> **TASK STATEMENT**: State how many lines in the records below contain the string "racket", matching case exactly. Give only the number.
======== THE INPUT
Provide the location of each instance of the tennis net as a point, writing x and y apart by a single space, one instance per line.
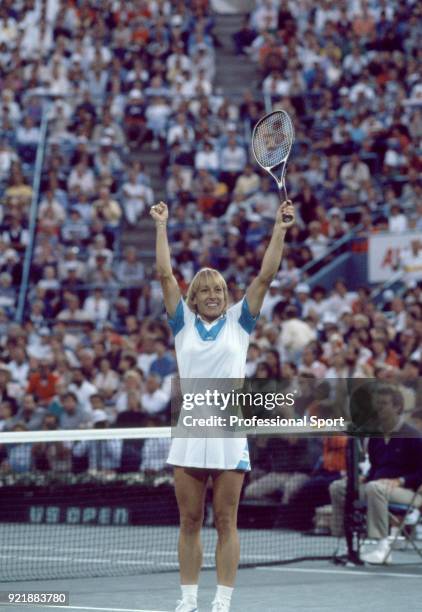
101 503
================
======== THE INPUT
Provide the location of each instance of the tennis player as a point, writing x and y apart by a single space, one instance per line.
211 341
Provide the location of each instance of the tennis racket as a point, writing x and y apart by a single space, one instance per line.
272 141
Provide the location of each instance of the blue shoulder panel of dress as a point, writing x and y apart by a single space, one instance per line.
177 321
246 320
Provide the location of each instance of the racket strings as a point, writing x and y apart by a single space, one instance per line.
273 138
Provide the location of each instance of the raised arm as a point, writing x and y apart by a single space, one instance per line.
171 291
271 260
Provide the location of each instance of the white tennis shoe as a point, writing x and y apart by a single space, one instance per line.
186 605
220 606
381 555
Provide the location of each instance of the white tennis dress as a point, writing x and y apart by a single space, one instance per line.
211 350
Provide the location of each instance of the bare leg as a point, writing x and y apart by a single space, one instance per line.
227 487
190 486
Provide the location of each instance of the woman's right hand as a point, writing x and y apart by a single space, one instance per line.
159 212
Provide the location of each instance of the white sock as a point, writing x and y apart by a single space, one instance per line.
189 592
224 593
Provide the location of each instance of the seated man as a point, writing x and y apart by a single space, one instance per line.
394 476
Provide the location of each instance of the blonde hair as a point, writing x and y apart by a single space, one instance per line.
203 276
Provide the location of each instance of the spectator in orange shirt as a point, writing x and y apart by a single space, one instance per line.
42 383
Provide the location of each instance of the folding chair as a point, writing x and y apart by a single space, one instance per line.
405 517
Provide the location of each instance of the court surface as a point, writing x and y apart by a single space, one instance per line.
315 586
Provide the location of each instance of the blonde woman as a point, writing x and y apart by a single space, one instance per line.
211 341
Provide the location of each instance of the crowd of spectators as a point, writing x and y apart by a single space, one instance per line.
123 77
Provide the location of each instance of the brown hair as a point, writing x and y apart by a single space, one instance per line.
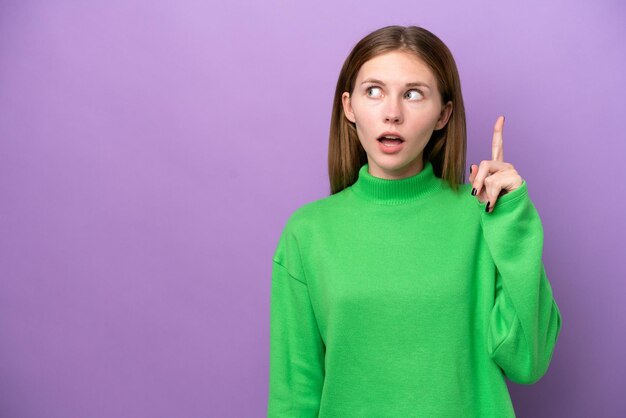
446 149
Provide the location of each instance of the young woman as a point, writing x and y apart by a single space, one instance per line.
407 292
================
> **SOLUTION TO THIS TASK**: 2